-- Begin DATA LINES --

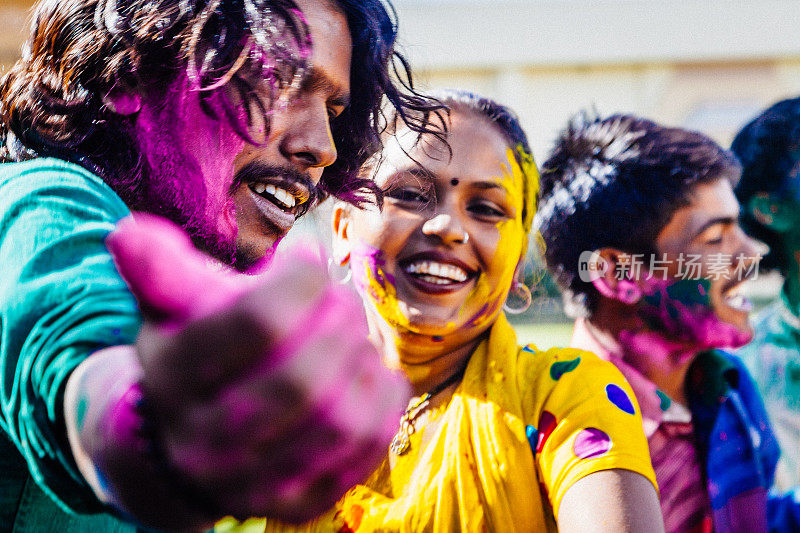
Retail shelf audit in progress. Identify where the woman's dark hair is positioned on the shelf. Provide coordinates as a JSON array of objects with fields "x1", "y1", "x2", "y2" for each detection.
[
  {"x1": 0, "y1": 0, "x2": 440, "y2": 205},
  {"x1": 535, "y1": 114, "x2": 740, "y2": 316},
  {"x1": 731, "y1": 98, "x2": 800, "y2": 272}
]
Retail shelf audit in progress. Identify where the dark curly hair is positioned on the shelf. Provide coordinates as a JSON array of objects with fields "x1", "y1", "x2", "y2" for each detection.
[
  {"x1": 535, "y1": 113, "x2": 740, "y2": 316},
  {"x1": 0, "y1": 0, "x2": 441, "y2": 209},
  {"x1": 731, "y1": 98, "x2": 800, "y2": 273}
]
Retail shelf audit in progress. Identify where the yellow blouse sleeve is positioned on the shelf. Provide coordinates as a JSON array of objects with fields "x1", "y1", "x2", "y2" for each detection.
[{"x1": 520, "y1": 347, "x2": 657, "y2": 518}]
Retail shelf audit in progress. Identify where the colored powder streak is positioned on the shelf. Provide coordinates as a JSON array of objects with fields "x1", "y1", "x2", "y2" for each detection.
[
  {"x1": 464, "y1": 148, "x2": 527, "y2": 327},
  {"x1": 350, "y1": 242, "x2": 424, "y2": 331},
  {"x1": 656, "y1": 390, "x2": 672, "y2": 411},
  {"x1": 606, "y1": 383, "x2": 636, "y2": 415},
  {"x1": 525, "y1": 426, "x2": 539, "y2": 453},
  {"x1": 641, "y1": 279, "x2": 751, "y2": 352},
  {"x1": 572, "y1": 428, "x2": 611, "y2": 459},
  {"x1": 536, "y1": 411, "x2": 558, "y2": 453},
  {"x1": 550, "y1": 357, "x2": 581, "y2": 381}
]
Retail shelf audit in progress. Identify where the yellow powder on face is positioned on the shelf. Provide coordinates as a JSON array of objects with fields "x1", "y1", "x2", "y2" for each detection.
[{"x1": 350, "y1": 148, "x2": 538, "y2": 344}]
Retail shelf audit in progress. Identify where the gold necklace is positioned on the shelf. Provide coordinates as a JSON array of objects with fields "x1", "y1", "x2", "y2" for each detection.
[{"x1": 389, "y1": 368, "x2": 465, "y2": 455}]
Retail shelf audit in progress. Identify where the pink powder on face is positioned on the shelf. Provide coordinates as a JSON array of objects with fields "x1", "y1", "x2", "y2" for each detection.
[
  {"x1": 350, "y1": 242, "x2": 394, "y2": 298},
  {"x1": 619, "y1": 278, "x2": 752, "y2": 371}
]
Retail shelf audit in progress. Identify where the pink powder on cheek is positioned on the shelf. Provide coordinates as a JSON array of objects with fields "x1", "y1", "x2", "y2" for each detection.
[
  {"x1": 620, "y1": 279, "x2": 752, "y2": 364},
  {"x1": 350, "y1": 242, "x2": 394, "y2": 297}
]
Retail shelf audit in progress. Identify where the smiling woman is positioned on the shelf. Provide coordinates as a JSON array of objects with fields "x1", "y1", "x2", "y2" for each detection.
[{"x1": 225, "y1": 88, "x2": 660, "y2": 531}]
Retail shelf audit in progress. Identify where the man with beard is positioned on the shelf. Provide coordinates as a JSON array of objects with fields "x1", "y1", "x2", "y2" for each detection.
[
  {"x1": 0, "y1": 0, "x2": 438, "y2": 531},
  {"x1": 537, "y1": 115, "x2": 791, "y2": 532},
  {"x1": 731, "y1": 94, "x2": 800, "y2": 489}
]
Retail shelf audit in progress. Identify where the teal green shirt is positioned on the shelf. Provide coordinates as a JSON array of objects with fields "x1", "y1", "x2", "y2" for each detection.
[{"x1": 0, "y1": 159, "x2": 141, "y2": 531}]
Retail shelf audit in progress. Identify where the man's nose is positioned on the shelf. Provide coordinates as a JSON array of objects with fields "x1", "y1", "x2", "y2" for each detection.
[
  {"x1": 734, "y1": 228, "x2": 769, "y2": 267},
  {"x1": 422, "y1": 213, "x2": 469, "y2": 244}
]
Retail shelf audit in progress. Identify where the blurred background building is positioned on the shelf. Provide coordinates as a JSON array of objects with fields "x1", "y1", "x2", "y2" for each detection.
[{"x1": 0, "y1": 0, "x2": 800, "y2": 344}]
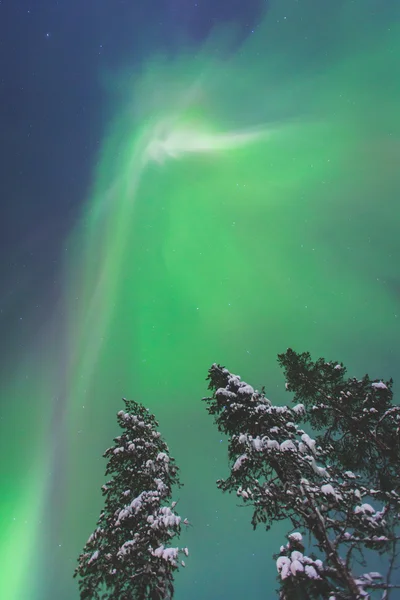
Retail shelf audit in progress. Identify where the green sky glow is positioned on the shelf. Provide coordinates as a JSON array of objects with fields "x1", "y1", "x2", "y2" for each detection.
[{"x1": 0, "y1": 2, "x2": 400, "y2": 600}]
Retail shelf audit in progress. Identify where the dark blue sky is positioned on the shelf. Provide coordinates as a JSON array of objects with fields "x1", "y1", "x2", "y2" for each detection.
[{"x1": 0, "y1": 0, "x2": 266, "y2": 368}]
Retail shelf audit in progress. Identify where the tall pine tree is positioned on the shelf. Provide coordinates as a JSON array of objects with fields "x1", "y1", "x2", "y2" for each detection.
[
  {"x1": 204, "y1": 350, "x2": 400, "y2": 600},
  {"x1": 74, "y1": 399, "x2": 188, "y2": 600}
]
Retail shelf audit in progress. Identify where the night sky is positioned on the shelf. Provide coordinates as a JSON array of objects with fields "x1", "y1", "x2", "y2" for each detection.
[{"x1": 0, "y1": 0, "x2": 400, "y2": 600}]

-- End DATA LINES --
-- Begin DATA LINES --

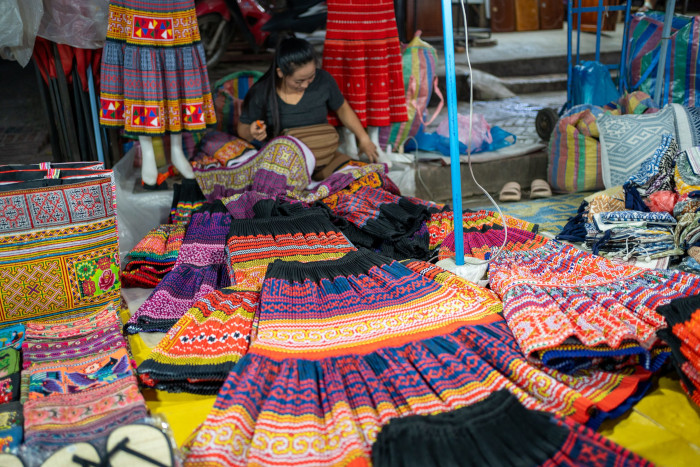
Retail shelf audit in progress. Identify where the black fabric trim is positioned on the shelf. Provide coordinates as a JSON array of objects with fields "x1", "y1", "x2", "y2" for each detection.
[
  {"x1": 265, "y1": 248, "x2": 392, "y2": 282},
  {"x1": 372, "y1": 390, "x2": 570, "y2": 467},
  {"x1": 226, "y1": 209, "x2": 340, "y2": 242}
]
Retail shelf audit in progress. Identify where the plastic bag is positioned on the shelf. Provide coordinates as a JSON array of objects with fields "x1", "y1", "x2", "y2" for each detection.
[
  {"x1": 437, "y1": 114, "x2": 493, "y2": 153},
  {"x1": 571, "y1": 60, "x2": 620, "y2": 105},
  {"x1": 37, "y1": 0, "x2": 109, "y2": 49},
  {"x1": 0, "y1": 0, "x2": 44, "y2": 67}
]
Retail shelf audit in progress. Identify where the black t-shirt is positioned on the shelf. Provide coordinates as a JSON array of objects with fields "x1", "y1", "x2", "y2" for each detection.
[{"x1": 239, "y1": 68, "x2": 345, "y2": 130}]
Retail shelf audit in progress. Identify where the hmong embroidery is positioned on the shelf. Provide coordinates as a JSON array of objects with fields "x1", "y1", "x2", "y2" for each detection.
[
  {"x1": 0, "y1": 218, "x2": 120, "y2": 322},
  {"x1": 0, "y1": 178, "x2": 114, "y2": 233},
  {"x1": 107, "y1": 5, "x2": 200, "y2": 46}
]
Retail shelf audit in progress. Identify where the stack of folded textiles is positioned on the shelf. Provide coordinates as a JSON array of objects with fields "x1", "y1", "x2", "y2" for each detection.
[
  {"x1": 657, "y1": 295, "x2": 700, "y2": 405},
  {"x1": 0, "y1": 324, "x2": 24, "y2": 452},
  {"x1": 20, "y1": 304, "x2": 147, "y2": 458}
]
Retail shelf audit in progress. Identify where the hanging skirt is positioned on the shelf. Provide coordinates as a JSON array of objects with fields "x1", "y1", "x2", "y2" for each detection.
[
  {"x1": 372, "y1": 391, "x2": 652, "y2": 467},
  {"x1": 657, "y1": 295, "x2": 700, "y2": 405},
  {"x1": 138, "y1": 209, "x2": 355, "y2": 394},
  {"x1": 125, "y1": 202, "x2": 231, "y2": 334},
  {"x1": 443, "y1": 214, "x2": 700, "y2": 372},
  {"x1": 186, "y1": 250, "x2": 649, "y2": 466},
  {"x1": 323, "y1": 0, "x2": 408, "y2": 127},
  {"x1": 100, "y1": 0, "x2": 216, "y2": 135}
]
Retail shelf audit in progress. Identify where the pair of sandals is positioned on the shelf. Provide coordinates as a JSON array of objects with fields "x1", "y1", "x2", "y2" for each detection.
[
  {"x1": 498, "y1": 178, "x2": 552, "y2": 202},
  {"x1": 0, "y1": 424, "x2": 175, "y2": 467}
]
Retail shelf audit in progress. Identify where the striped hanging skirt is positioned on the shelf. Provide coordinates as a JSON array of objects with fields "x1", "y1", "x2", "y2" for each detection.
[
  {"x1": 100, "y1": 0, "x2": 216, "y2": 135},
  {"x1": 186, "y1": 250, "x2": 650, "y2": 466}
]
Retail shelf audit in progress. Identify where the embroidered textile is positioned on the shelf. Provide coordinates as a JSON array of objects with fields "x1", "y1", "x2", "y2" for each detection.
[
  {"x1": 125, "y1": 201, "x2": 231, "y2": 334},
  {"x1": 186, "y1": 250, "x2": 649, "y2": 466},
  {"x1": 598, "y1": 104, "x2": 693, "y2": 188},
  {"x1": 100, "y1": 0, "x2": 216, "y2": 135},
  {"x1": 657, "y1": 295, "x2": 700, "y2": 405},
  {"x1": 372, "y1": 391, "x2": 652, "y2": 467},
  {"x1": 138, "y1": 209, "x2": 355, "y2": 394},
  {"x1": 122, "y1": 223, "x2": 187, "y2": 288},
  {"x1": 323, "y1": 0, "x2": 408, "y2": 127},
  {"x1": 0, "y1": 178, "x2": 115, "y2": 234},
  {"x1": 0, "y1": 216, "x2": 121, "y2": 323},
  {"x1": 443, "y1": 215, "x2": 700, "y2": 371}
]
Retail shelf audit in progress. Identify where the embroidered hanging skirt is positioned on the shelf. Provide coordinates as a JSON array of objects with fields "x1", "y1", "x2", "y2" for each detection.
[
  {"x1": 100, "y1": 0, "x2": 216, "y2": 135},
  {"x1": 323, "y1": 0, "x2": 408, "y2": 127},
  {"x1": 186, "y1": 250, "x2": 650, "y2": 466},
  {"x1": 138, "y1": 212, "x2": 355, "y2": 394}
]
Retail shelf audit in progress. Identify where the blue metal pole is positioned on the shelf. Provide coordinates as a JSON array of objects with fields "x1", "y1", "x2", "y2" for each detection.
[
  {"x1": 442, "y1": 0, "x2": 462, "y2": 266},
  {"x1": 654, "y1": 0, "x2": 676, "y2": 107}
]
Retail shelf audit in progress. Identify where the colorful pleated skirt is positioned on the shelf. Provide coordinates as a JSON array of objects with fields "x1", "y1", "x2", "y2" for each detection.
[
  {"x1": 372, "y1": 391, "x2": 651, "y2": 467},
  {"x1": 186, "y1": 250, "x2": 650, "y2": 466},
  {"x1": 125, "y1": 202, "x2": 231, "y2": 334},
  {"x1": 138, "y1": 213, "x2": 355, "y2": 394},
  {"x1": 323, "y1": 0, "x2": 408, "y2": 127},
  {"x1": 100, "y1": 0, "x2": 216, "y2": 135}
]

-- End DATA LINES --
-- Begin DATA LINES --

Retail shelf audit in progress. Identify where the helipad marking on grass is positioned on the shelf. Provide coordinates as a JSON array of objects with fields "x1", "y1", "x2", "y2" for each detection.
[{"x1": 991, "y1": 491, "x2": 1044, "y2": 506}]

-- End DATA LINES --

(REQUIRED WORK)
From the listing above, pull out every line containing the string "shirt". Case counts.

(TASK RESPONSE)
Retail shelf audit in progress. Identify where the teal green shirt is positioned on the shelf. Provide coordinates as a JSON array of objects with fields "x1", "y1", "x2", "y2" for each detection.
Retail shelf audit in progress. Identify where the black t-shirt is positioned on the shelf. Provide coordinates as a JSON array of objects with fields "x1", "y1", "x2", "y2" for each detection.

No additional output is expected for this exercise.